→ **Source data**:
··········

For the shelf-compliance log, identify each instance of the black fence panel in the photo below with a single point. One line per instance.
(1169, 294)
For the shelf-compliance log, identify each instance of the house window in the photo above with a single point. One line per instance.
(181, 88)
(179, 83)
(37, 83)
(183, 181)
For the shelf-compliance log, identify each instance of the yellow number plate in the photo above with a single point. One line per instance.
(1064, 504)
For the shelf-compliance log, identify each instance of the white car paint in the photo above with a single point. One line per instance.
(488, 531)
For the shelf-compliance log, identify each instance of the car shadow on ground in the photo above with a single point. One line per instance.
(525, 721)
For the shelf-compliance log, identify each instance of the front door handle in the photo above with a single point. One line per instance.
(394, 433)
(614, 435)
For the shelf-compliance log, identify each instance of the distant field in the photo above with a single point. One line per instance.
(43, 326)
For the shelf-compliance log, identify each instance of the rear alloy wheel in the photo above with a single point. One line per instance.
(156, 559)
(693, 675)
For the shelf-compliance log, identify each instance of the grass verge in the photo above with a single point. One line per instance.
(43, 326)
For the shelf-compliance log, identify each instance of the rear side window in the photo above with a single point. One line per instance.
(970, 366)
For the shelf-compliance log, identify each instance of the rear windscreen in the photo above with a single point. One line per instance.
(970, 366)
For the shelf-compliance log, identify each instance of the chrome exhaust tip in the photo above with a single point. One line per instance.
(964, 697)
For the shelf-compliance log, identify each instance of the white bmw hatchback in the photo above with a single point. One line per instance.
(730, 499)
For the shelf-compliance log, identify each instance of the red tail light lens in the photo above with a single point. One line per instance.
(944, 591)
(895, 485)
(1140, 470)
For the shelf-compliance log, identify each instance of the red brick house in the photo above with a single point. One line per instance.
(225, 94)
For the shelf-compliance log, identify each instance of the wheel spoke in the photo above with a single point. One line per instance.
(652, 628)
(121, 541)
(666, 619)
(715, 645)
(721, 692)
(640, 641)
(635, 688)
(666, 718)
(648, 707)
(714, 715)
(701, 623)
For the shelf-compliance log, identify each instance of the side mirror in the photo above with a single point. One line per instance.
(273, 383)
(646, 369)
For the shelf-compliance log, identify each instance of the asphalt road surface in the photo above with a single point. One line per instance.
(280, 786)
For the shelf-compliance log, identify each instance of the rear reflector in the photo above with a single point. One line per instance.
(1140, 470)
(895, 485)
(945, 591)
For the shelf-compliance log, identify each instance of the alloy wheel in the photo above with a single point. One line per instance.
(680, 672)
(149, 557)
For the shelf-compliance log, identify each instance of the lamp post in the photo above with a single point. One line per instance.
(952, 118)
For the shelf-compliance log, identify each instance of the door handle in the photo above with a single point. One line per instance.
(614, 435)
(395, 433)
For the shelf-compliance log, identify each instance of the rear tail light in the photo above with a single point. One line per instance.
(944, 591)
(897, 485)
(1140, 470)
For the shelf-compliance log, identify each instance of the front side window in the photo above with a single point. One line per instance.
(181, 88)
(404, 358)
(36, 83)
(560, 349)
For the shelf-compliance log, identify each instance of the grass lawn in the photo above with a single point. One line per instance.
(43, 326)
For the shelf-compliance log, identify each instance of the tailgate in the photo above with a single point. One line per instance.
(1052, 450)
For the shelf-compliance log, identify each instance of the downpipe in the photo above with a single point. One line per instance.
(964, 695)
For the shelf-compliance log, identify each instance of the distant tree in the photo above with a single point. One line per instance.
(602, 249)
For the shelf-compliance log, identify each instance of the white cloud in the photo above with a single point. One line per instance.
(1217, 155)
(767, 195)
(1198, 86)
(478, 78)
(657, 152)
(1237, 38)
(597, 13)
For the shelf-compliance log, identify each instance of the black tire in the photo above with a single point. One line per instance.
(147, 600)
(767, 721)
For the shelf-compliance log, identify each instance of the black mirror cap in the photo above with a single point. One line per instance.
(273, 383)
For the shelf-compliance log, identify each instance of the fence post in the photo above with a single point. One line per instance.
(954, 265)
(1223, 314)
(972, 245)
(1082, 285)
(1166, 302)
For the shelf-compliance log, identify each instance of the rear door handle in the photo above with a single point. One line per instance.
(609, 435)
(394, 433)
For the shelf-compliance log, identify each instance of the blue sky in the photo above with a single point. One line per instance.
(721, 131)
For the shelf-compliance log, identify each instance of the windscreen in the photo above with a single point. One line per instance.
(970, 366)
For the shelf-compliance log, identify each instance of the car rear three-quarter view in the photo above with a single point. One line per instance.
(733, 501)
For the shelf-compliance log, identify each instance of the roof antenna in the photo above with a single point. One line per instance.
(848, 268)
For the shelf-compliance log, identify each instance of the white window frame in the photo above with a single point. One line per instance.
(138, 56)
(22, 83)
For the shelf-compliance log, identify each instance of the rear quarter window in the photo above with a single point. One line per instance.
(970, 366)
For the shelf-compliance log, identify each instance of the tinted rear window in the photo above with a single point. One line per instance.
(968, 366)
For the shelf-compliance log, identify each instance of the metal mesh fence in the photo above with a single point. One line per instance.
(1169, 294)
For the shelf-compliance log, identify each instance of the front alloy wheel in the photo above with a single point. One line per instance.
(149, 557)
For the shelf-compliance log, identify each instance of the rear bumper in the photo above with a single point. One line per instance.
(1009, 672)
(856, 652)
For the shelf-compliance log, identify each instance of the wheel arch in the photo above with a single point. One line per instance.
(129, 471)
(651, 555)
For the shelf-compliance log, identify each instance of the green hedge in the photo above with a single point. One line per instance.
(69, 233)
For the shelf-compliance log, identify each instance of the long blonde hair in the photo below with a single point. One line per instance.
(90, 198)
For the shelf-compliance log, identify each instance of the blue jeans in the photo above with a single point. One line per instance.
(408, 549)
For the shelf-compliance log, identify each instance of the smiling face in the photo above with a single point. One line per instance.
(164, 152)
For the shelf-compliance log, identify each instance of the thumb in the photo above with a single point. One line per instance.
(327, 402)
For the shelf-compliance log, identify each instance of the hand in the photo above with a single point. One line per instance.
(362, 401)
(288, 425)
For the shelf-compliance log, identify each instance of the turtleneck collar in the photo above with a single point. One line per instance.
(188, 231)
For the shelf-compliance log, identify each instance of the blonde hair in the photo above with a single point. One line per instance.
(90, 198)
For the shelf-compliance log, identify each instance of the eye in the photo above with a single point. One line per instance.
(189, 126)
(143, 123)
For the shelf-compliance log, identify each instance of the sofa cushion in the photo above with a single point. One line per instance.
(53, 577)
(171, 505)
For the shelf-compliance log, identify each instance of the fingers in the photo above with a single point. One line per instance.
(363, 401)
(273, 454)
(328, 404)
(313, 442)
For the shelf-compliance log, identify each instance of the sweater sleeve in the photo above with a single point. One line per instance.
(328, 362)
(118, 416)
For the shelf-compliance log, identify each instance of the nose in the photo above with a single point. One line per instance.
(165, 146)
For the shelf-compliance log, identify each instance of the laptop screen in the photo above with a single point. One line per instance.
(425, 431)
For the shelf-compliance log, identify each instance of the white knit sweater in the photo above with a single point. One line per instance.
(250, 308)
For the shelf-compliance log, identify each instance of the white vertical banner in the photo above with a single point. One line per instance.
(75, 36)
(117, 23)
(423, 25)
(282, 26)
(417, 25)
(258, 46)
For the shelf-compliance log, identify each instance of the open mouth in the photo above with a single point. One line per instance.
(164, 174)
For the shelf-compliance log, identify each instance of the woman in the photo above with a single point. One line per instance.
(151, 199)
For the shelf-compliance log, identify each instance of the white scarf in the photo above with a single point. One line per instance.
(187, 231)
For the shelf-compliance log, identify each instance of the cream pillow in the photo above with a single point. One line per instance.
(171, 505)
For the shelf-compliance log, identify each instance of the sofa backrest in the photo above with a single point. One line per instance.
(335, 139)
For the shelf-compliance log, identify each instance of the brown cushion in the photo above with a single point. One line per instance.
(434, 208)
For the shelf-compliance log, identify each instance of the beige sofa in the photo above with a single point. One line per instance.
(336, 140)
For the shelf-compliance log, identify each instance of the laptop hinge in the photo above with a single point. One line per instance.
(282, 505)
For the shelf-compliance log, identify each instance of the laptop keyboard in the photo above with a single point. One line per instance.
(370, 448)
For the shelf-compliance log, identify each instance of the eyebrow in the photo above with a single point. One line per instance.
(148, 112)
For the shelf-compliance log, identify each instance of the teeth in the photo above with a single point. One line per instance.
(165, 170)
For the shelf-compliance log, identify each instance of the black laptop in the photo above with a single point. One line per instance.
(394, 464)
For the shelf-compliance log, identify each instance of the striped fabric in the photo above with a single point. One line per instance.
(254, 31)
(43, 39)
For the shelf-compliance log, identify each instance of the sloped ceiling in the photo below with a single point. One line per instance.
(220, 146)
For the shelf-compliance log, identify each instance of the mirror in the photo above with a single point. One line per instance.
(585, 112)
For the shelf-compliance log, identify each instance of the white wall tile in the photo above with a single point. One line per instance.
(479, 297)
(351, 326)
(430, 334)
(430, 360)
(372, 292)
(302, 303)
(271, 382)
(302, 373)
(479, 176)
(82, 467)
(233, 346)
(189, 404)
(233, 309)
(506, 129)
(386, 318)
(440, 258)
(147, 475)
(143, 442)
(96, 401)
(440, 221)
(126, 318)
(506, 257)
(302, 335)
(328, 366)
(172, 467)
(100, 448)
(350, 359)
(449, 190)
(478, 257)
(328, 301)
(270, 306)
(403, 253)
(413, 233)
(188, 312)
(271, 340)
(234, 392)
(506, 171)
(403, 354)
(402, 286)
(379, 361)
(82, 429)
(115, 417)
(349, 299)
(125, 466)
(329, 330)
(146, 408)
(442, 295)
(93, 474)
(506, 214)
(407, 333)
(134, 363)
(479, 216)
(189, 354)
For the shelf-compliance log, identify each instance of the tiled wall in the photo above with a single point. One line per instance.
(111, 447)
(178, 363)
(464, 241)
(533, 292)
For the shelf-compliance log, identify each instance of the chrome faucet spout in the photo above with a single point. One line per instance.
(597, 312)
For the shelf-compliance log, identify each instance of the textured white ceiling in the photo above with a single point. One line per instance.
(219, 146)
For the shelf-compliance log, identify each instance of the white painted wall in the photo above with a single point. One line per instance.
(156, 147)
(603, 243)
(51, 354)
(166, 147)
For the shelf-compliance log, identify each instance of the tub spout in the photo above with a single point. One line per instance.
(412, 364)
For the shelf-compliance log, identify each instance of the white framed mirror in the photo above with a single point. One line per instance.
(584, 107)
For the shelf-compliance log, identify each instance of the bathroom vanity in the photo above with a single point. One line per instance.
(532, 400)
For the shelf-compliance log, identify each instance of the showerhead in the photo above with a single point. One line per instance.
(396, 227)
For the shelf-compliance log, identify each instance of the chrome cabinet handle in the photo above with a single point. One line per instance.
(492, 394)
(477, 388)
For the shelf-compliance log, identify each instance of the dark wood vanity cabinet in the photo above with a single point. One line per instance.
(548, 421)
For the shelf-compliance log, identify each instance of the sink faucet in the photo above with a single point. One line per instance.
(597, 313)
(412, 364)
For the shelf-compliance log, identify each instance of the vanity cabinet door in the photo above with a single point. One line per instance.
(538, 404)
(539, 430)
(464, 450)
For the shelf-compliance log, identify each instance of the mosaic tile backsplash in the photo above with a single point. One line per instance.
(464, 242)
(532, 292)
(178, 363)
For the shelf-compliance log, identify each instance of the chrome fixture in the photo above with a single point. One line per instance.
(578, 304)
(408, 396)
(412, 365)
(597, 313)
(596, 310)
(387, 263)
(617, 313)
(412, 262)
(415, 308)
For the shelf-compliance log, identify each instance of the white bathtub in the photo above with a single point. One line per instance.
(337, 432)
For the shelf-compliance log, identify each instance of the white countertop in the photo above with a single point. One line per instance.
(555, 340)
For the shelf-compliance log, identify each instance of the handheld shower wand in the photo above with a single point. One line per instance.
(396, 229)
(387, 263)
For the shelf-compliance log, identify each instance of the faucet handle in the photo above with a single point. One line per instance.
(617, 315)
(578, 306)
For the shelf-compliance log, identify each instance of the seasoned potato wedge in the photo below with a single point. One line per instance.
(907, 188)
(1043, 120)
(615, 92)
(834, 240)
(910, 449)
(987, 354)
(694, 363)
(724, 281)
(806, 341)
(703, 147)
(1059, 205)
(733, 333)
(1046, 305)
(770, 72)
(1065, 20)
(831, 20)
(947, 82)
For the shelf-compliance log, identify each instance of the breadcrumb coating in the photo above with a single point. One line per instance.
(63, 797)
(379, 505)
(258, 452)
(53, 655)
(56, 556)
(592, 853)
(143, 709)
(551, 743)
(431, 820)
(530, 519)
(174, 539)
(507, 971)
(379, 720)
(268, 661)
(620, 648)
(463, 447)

··········

→ **Short exercise**:
Convert the part that opens with the first line above and closes with the line containing "(1064, 504)", both included, into a Markdown table with the columns Row and Line. Number each row and leave out any blank lines.

→ **Exercise answer**:
| Row | Line |
|---|---|
| 1 | For the shelf-compliance log, identify each instance of the black fence panel in the photo below with a single point. One line per instance. |
| 2 | (1169, 294) |
| 3 | For the shelf-compliance log, identify each instance of the house window in the photo above with a single point. One line per instance. |
| 4 | (181, 88) |
| 5 | (179, 83) |
| 6 | (37, 83) |
| 7 | (183, 181) |
| 8 | For the shelf-compliance log, identify each instance of the yellow number plate in the photo above with a single point. One line per instance. |
| 9 | (1064, 504) |